Your instructions
Render the lines below as a Markdown table with the columns "Row" and "Line", starting with the line containing "Could you please outline every instance of the ponytail?" and going on through the end of the records, with blank lines and pictures omitted.

### Input rows ###

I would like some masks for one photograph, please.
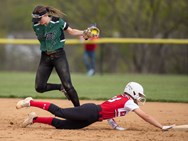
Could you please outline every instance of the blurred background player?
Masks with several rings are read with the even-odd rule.
[[[43,123],[52,125],[57,129],[81,129],[97,121],[125,116],[130,111],[133,111],[143,120],[159,129],[168,130],[173,127],[172,125],[161,125],[156,119],[141,110],[139,103],[144,104],[145,101],[146,98],[143,87],[139,83],[130,82],[125,86],[123,94],[117,95],[100,105],[88,103],[78,107],[63,109],[52,103],[36,101],[28,97],[25,100],[20,100],[16,104],[16,108],[38,107],[51,112],[57,117],[64,118],[40,117],[32,112],[25,119],[22,127],[27,127],[33,123]]]

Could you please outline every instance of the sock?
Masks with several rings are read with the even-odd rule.
[[[44,109],[44,110],[47,110],[47,111],[48,111],[50,104],[51,103],[49,103],[49,102],[34,101],[34,100],[30,101],[30,106],[38,107],[38,108],[41,108],[41,109]]]
[[[43,123],[52,125],[53,117],[36,117],[33,119],[33,123]]]

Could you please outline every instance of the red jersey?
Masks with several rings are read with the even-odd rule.
[[[102,120],[125,116],[128,112],[139,108],[133,99],[125,94],[117,95],[103,102],[100,106],[102,109],[100,112]]]

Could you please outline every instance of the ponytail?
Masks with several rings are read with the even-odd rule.
[[[48,15],[50,16],[55,16],[59,18],[63,18],[65,16],[65,13],[53,7],[46,6],[46,11],[48,12]]]

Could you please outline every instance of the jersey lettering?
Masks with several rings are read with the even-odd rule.
[[[121,97],[113,97],[113,98],[111,98],[111,99],[109,99],[108,100],[108,102],[114,102],[114,101],[117,101],[117,100],[120,100],[121,99]]]

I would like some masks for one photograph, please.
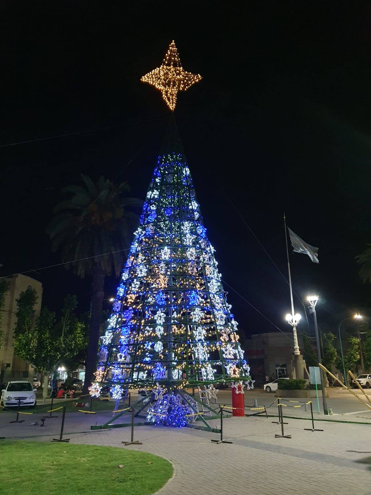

###

Answer to this task
| Row | Line |
|---|---|
| 1 | Could you please outline every instance of the ponytail? |
| 2 | Masks with several rings are read with the even-odd rule. |
| 3 | [[[48,15],[50,16],[55,16],[59,18],[63,18],[65,16],[65,13],[53,7],[46,6],[46,11],[48,12]]] |
| 4 | Could you please outline every instance of the jersey lettering? |
| 5 | Masks with several rings are read with the even-odd rule. |
| 6 | [[[121,97],[113,97],[113,98],[111,98],[111,99],[109,99],[108,100],[108,102],[114,102],[114,101],[117,101],[117,100],[120,100],[121,99]]] |
| 7 | I would like some masks for one photograph, please. |